*EXERCISE DETAILS:* If a line in the data below contains the word "holding", copy it out.

[Saved data entries]
————

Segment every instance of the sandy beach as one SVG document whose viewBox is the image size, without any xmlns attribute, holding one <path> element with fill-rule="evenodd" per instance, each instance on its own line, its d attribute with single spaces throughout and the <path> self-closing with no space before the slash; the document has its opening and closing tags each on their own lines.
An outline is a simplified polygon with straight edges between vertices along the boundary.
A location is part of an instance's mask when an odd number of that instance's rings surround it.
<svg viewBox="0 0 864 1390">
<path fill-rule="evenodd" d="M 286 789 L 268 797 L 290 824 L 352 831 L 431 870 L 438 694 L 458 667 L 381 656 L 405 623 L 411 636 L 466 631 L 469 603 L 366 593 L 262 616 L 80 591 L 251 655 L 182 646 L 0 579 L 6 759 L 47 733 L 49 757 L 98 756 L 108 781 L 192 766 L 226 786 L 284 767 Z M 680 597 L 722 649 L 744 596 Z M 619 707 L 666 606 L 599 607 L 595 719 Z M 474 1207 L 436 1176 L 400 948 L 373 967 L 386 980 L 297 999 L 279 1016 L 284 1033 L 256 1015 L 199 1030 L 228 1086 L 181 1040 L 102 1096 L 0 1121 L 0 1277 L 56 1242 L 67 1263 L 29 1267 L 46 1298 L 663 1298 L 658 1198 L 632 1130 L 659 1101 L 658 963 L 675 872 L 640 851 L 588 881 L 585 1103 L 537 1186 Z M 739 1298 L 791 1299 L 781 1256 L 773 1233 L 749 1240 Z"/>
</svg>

————

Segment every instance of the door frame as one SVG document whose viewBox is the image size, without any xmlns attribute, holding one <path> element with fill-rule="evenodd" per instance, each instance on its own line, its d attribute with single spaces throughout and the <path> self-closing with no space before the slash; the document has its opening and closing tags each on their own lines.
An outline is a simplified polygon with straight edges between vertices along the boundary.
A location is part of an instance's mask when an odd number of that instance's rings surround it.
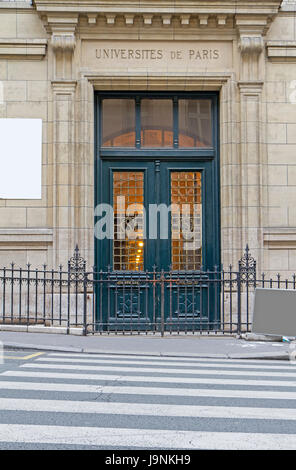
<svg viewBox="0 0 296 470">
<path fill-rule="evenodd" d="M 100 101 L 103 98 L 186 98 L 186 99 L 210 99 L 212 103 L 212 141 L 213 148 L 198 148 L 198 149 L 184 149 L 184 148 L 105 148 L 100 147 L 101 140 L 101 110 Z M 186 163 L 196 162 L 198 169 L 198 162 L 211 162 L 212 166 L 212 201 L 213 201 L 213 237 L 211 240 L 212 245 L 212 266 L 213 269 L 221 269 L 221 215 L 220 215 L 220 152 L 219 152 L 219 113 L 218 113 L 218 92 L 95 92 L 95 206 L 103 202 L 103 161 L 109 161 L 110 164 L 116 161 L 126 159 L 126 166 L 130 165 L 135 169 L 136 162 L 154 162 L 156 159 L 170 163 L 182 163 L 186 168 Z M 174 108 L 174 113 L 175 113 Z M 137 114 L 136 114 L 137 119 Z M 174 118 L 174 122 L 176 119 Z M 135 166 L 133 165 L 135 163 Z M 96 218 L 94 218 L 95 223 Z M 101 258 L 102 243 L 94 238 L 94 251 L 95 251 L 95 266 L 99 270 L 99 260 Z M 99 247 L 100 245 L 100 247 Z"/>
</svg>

————

*REPLY:*
Segment every instance of the sandy beach as one SVG document whose viewBox is the image size, without any xmlns attribute, holding one <path> element with fill-rule="evenodd" per instance, each instance on its own line, its d attribute with single spaces throughout and the <path> self-closing with no space before the slash; the document has its opening and closing tags each on their own lines.
Segment every instance of the door frame as one SVG document whose viewBox is the image size, without any xmlns attribute, holding one <path> element with fill-rule="evenodd" per instance, each instance on its own line, its d attribute with single spaces throughout and the <path> self-closing with no space before the slash; the document has its opening and closing tags each on their own lines.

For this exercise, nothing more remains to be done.